Revistas médicas devem se "Qualificar"?

Por volta de 1996/1998, a Capes, órgão do MEC que avalia a pós-graduação brasileira, promoveu uma profunda modificação nesta. Na área médica, que é a que nos interessa no momento, tal reestruturação resultou em alterações viscerais.

Até então, era habitual que o médico, ao concluir sua residência médica ou curso de especialização, buscasse após um certo período em que atingisse estabilidade profissional e financeira, um mestrado na sua especialidade médica e, logo após mais um interregno para nova estabilidade, o doutorado.

Esse processo era feito em sua especialidade e, não raro, um doutor em medicina recebia o diploma, em média, por volta dos 45-50 anos de idade, um pouco tarde, convenhamos, para iniciar a produzir como pesquisador. Muitas teses não eram publicadas ou então eram em revistas de circulação apenas nacional. O doutor assim formado nunca mais se envolvia em pesquisa. O título tinha por finalidade demonstrar competência além da formação puramente "lato sensu".

A reestruturação promovida pela Capes alterou profundamente o perfil dos cursos "stricto sensu" em medicina (mestrados e doutorados). Estes passaram a ser focados na pesquisa científica e na produção científica, a do doutorado com maior exigência de qualidade. Houve a desvinculação entre a especialidade médica e o programa de mestrado e doutorado, cujo nome, modernamente, não mais necessariamente se vincula ao nome da especialidade. Hoje os programas possuem nomes mais abrangentes e identificados com as linhas de pesquisa médica que são conduzidas e não com a especialidade médica. Nomes modernos de programas de mestrado e doutorado são: Ciências Médicas, Ciências Biomédicas, Ciências Cirúrgicas, etc.

O candidato ao mestrado ou doutorado tem inserção nesses programas independentemente da sua especialidade médica. Se oftalmologista, por exemplo, ele pode entrar num programa de Ciências Médicas e fazer pesquisa envolvendo a oftalmologia, porém inserida numa linha de pesquisa em metabolismo, em imunologia ou em qualquer outra área onde o conhecimento seja desejável. Também é interessante que muitos desses programas não mais exijam a residência médica ou a especialização como pré-requisito, uma vez que mestrado e doutorado em medicina não se vinculam mais às especialidades médicas.

Tal novo perfil estimula a conquista do mestrado e doutorado mais cedo por parte dos médicos, convida à busca desses cursos por quem é vocacionado para a pesquisa e certamente torna tais programas mais difíceis para quem não os procura com finalidade de tornar-se professor ou pesquisador de fato, pois, como veremos a seguir, a dificuldade agora é maior para quem envereda por tal caminho.

Anteriormente, a tese era a estrela do mestrado ou do doutorado; agora, ela continua como requisito, mas a meta é a publicação do material resultante da tese em periódico chamado "de impacto". Com muita pertinência, decidiu a Capes que tese que não resulta em conhecimento novo e que não seja publicada em revista "de impacto", com grande circulação, em inglês e interessando a outros pesquisadores da comunidade científica mundial não faz sentido. Recursos investidos na formação de pessoal em nível de mestrado ou doutorado retornam com a formação do mestre ou do doutor e com a comunicação do produto da pesquisa, essencialmente em revista lida pela nata da pesquisa no campo do conhecimento. Argumenta a Capes que só assim o conhecimento é comunicado adequadamente e atinge o seu objetivo.

*Enunciado:* No texto sobre a pós-graduação em medicina, com que idade, em média, o médico costumava receber o diploma de doutor antes das mudanças feitas pela Capes?

*Dados abaixo:*
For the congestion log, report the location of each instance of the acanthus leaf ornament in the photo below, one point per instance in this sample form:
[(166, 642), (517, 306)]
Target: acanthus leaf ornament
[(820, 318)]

*Resposta:* Por volta dos 45-50 anos de idade.